*** Input records ***

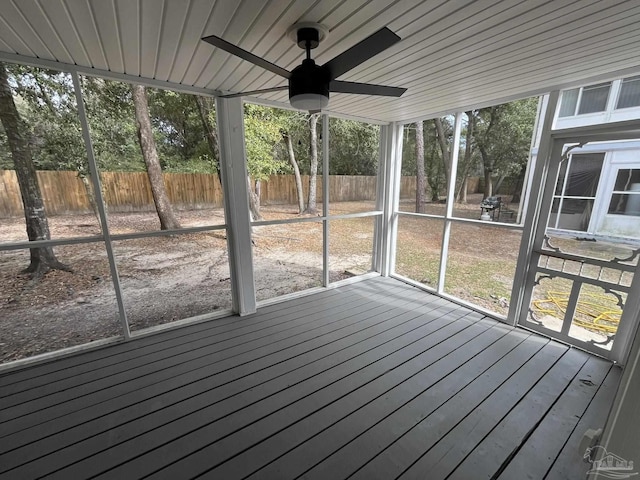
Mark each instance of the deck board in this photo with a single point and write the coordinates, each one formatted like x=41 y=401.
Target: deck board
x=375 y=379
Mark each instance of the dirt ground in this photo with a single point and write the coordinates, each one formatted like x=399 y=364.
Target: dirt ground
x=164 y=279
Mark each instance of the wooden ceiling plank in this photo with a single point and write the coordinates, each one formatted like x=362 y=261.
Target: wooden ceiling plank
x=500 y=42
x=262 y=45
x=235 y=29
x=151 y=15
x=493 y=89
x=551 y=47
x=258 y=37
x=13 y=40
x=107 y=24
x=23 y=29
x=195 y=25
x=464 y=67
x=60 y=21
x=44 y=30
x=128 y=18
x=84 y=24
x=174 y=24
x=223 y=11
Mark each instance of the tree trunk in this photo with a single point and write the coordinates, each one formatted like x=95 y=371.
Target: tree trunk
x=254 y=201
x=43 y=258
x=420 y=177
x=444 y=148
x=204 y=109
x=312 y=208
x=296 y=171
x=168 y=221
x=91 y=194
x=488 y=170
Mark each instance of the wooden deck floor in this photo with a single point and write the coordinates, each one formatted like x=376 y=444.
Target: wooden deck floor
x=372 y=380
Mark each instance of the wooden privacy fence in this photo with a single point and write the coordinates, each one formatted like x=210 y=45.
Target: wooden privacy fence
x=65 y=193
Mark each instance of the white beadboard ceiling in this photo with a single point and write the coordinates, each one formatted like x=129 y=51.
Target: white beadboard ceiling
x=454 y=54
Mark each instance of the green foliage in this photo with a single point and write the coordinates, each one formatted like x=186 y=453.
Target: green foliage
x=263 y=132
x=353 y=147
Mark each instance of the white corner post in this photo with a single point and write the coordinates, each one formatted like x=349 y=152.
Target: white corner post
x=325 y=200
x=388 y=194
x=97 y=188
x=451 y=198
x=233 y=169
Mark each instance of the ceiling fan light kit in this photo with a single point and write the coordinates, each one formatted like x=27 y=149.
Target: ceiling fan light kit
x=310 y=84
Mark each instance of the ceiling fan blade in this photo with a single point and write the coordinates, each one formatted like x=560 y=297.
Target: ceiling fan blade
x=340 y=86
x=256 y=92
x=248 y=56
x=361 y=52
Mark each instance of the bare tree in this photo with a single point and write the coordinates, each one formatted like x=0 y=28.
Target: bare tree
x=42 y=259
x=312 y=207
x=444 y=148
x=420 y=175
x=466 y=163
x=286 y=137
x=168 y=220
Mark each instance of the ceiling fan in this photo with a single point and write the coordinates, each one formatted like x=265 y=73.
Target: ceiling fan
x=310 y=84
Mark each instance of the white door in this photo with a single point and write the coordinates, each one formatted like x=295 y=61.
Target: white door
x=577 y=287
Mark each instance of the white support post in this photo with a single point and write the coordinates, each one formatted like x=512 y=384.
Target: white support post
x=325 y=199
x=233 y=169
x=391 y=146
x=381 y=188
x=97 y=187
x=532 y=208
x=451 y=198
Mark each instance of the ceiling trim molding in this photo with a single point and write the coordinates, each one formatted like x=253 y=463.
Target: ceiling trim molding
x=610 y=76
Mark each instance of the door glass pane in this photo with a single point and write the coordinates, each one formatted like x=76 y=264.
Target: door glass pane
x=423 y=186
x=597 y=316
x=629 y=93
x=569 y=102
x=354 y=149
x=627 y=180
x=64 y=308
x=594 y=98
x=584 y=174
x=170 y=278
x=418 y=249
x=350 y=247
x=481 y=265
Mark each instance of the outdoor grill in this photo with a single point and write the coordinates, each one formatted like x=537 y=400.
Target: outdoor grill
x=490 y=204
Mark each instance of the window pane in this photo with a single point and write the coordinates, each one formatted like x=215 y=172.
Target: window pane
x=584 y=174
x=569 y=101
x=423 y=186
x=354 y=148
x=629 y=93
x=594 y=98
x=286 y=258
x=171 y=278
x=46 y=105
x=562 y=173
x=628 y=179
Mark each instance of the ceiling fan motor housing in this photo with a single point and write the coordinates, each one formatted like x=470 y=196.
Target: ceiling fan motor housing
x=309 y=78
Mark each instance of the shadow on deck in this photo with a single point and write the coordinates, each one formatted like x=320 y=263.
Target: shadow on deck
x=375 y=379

***

• [What you will do]: Rewrite all the items above, changing every "photo" to "image" and leaving the rest unchanged. Omit the pictures.

• [Answer to this exercise]:
Mark each instance of the deck board in this image with a single point and write the coordinates, each one formatted like x=41 y=401.
Target: deck board
x=375 y=379
Mark each instance of the dirt ground in this image with a single point and write the coordinates, each one formatted like x=399 y=364.
Target: dirt ground
x=164 y=279
Mark each instance of the wooden ceiling plank in this image with a single point and write the coordinates, each one formatted like x=362 y=261.
Target: wooden ceiling plank
x=500 y=42
x=262 y=45
x=235 y=29
x=151 y=15
x=493 y=89
x=551 y=47
x=258 y=37
x=13 y=40
x=107 y=24
x=23 y=29
x=195 y=25
x=464 y=67
x=60 y=21
x=44 y=30
x=128 y=18
x=84 y=24
x=174 y=24
x=223 y=11
Mark each instance of the tree trunk in this image with a single point and write the coordinates, each one formatted like x=95 y=371.
Target: tree trunk
x=254 y=201
x=43 y=258
x=420 y=177
x=444 y=148
x=204 y=109
x=312 y=208
x=296 y=171
x=168 y=221
x=91 y=194
x=488 y=170
Mark each instance of the wooden deck floor in this image with a single point and write the coordinates, each one formatted like x=376 y=444.
Target: wooden deck floor
x=372 y=380
Mark each instance of the wooden privacy fence in this image with a single point and write the coordinates, each one formatted like x=210 y=45.
Target: wooden privacy fence
x=65 y=193
Mark each instance of the white beadboard ceiling in this image with a single point and write the coordinates, each one formatted like x=129 y=51.
Target: white beadboard ceiling
x=454 y=54
Mark each instance of the green foliage in this image with a single point and write the coordinates, each one formatted like x=186 y=453.
Target: green foliage
x=263 y=132
x=353 y=147
Mark each instance of the white corner post in this image with a single point and write the coordinates, each one formatted like x=349 y=152.
Target: white corner post
x=325 y=200
x=388 y=194
x=97 y=188
x=451 y=198
x=233 y=169
Mark each instance of the ceiling fan light kit in this image with a single point and write the coordinates, each one formatted like x=27 y=149.
Target: ceiling fan light kit
x=310 y=84
Mark each instance of the ceiling fan blade in this image with a single point and write the coordinates, each one formatted like x=560 y=297.
Target: ceiling fan blade
x=340 y=86
x=256 y=92
x=248 y=56
x=361 y=52
Mark each instance of the bare tree in this image with a single point and write the coordinates, each one formatted like x=0 y=28.
Target: bare tree
x=42 y=259
x=312 y=207
x=444 y=148
x=420 y=175
x=466 y=163
x=286 y=137
x=168 y=220
Mark each instance of the ceiling fan in this image with a single point and write the coordinates, each one formatted like x=265 y=73.
Target: ceiling fan
x=310 y=84
Mark each instance of the white door in this image with a single point and write the coordinates, each one formatted like x=295 y=61.
Target: white door
x=577 y=287
Mark each instance of the white support post in this image with a single point and write the coordinates, each one formatted like x=512 y=384.
Target: white support post
x=325 y=199
x=233 y=169
x=391 y=146
x=381 y=188
x=97 y=187
x=532 y=208
x=451 y=198
Mark each instance of the ceiling trim molding in this image with a single point and write the coordinates, each one formatted like x=253 y=463.
Target: ceiling trim molding
x=610 y=76
Mark each instance of the door glass pane in this image with a single point and write the coordinates, each one formatted like x=76 y=264.
Target: door glass pane
x=423 y=186
x=597 y=316
x=629 y=93
x=569 y=102
x=354 y=149
x=627 y=180
x=64 y=308
x=594 y=98
x=584 y=174
x=170 y=278
x=418 y=249
x=350 y=247
x=481 y=265
Mark each instance of the outdoor grill in this image with a single point and write the coordinates, each one formatted like x=537 y=400.
Target: outdoor grill
x=490 y=204
Mark each instance of the window pane in this image with a single point and write the coordinates, each one formatted like x=215 y=172.
Target: window pane
x=584 y=174
x=569 y=101
x=423 y=186
x=354 y=148
x=629 y=93
x=594 y=98
x=286 y=258
x=171 y=278
x=46 y=105
x=562 y=173
x=628 y=179
Mark each instance of the ceiling fan motor housing in this image with a single point and write the coordinates, each one formatted like x=470 y=196.
Target: ceiling fan motor housing
x=309 y=78
Mark each instance of the shadow on deck in this image with a single point and write the coordinates, each one formatted like x=320 y=263.
Target: shadow on deck
x=375 y=379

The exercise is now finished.